### Descrição do problema
Transcreva integralmente, sem qualquer alteração, o trecho sobre o Clube do Bangue-Bangue.

### Seção do documento
A força desses instantâneos abriu os olhos do mundo para a barbárie que ocorria ali. Mas também despertou críticas quanto à inação dos fotógrafos para impedir tais violências. O artigo ‘Bang Bang Paparazzi’, publicado à época na revista sul-africana Living, colou o rótulo no quarteto de Johannesburgo.

Inicialmente chateados com o rótulo de Clube do Bangue-Bangue, Greg, João, Ken e Kevin resolveram assumir o apelido. O que não aliviava, porém, os dilemas éticos que os assombravam. ‘Às vezes nos sentíamos uns abutres. Pisamos em cadáveres, metafórica e literalmente, e fizemos disso o nosso ganha pão’, confessam Greg e João no livro que escreveram sobre o período, O Clube do Bangue Bangue – Instantâneos de uma guerra oculta (Companhia das Letras, 2002).

### Trechos do conjunto
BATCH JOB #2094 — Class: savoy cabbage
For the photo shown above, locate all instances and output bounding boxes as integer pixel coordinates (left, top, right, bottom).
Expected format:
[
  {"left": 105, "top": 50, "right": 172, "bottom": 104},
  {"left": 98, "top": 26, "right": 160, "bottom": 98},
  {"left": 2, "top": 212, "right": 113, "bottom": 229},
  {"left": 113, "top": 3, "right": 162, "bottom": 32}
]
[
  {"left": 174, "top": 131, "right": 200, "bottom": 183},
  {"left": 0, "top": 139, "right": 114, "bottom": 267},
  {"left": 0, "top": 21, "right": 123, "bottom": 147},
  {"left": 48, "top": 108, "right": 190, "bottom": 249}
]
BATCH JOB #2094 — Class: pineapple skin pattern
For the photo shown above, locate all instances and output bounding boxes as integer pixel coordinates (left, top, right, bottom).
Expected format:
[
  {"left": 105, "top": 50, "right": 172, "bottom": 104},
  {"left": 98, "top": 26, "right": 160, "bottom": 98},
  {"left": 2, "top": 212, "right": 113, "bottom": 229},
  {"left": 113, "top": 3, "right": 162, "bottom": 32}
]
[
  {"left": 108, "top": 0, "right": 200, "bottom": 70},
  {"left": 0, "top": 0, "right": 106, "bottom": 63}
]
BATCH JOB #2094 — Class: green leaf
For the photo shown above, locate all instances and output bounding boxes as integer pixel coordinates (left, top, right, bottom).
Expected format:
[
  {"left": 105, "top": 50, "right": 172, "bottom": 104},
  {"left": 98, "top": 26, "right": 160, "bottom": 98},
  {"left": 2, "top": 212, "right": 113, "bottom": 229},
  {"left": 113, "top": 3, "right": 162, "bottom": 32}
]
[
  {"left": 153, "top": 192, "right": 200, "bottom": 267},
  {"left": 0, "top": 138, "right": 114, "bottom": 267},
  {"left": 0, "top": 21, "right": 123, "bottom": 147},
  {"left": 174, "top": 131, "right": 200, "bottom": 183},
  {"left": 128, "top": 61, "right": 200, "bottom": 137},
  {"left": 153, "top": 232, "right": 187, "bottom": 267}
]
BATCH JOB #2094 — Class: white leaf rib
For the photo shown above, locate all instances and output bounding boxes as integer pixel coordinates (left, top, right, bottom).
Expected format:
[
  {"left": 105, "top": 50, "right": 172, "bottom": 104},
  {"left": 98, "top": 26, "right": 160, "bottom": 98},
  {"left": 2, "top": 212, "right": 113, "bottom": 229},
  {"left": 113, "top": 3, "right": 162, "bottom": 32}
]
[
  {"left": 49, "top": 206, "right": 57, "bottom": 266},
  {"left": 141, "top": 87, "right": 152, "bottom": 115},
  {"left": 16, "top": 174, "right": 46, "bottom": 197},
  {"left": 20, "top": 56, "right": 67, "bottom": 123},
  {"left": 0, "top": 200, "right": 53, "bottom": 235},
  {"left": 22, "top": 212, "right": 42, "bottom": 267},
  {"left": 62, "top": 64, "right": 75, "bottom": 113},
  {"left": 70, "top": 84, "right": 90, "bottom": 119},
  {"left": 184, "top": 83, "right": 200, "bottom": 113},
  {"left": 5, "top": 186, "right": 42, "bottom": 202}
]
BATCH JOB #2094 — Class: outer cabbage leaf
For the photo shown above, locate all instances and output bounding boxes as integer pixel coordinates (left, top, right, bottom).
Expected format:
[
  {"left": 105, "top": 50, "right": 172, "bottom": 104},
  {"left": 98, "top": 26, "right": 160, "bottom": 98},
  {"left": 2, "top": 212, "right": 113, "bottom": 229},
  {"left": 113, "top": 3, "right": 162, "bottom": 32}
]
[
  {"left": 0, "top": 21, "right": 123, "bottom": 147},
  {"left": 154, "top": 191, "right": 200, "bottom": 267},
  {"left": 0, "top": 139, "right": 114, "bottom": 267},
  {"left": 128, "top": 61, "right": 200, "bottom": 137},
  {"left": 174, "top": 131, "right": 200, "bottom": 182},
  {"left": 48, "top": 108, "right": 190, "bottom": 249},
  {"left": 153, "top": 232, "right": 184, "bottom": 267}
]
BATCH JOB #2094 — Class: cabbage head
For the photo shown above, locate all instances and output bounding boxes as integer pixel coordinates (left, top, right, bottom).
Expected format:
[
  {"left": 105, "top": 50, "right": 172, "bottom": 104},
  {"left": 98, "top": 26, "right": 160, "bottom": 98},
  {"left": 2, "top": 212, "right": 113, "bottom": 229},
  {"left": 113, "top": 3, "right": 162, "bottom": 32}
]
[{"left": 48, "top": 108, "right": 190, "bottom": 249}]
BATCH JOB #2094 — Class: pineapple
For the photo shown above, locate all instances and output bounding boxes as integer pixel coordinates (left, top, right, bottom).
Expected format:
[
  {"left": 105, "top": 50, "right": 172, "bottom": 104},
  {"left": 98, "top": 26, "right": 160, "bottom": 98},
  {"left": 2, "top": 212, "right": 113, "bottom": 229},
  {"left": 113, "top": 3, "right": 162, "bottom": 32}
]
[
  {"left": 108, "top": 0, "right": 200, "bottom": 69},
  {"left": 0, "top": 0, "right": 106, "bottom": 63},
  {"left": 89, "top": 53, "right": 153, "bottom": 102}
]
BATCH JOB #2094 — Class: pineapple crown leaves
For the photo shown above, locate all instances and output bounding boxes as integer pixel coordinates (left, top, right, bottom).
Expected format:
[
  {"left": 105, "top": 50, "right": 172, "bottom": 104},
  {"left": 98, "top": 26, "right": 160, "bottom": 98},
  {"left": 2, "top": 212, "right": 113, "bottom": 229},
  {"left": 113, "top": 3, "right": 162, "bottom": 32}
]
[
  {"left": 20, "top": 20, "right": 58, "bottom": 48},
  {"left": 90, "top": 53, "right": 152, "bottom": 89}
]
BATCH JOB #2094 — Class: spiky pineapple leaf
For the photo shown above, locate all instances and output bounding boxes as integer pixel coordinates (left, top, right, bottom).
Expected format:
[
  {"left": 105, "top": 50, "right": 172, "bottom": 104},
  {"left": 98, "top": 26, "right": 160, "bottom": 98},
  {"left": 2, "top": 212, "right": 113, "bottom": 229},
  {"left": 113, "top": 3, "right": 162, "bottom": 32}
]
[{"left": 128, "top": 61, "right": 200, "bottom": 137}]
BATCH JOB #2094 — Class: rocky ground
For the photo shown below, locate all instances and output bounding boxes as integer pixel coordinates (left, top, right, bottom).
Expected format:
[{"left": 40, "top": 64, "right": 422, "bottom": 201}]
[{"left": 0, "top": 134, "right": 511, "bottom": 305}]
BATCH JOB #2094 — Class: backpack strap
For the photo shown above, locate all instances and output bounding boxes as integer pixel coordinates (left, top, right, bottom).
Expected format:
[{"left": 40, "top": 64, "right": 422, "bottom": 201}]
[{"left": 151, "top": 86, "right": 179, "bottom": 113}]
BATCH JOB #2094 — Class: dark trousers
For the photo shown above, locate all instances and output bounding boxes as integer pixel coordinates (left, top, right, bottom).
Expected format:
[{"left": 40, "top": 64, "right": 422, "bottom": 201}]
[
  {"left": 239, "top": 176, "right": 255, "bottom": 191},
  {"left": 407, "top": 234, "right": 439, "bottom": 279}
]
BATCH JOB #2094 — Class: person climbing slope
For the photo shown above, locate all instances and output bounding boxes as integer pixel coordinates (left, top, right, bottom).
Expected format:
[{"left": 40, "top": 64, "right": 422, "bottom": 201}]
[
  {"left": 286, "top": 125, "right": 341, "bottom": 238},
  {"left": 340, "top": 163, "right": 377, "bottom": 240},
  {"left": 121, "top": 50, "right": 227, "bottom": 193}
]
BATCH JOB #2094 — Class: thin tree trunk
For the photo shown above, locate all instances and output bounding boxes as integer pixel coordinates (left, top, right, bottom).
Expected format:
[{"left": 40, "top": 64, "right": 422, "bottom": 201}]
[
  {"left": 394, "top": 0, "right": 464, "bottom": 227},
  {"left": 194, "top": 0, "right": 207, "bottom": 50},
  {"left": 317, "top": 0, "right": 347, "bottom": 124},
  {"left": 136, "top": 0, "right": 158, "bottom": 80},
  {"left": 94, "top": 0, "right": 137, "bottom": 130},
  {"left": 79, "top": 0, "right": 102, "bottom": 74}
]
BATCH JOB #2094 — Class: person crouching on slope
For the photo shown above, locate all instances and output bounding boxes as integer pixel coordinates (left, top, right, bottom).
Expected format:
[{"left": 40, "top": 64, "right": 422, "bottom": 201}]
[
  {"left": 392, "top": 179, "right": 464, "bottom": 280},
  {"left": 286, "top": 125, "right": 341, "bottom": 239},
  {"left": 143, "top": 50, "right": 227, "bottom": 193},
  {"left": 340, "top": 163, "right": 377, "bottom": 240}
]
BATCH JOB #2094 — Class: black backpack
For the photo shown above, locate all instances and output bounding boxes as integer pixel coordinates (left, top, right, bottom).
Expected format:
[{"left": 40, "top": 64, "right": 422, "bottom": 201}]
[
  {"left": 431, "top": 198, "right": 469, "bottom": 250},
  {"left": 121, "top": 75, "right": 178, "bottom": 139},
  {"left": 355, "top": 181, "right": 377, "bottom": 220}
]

### Solução abaixo
A força desses instantâneos abriu os olhos do mundo para a barbárie que ocorria ali. Mas também despertou críticas quanto à inação dos fotógrafos para impedir tais violências. O artigo ‘Bang Bang Paparazzi’, publicado à época na revista sul-africana Living, colou o rótulo no quarteto de Johannesburgo.

Inicialmente chateados com o rótulo de Clube do Bangue-Bangue, Greg, João, Ken e Kevin resolveram assumir o apelido. O que não aliviava, porém, os dilemas éticos que os assombravam. ‘Às vezes nos sentíamos uns abutres. Pisamos em cadáveres, metafórica e literalmente, e fizemos disso o nosso ganha pão’, confessam Greg e João no livro que escreveram sobre o período, O Clube do Bangue Bangue – Instantâneos de uma guerra oculta (Companhia das Letras, 2002).